>>>
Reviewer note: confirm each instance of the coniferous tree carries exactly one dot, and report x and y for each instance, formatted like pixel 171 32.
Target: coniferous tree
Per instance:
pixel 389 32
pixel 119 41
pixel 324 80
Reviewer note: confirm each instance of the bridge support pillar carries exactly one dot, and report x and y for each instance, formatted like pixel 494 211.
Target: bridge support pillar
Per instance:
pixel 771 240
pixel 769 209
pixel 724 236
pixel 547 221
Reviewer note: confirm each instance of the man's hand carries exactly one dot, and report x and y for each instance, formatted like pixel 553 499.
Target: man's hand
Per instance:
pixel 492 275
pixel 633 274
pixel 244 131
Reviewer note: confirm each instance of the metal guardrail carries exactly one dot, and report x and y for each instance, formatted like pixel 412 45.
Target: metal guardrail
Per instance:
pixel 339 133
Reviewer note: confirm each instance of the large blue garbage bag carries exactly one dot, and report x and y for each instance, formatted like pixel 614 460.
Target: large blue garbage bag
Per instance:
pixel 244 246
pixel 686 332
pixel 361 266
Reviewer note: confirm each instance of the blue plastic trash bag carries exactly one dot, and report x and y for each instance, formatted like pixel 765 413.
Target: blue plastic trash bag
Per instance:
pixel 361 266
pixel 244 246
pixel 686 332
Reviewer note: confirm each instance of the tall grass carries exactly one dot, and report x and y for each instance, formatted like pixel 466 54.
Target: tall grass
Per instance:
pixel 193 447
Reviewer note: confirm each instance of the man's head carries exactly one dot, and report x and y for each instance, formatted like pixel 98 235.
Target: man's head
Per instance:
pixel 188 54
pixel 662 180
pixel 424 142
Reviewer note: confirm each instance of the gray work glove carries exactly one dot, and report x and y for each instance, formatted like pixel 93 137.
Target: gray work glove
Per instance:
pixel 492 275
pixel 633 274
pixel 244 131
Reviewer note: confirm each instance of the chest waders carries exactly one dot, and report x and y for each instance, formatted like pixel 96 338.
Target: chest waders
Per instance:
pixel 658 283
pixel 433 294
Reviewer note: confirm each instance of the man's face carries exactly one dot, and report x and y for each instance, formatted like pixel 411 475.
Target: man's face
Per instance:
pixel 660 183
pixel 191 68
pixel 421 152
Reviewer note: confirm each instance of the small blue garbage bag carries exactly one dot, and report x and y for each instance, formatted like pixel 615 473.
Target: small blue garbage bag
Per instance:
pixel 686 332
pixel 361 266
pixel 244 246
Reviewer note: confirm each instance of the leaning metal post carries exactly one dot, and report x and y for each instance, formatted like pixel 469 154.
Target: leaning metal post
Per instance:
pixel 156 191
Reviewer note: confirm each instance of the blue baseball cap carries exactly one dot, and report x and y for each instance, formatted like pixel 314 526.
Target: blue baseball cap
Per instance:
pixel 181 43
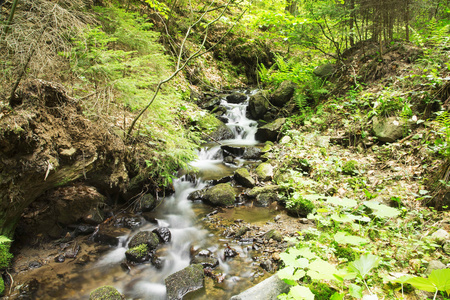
<<<
Filter the data for the string "large". Copy each matching line.

Reviewer note: confirm each instance of the large blue garbage bag carries exactly one dot, and report x and y for each instance, formatted like pixel 614 460.
Target: large blue garbage bag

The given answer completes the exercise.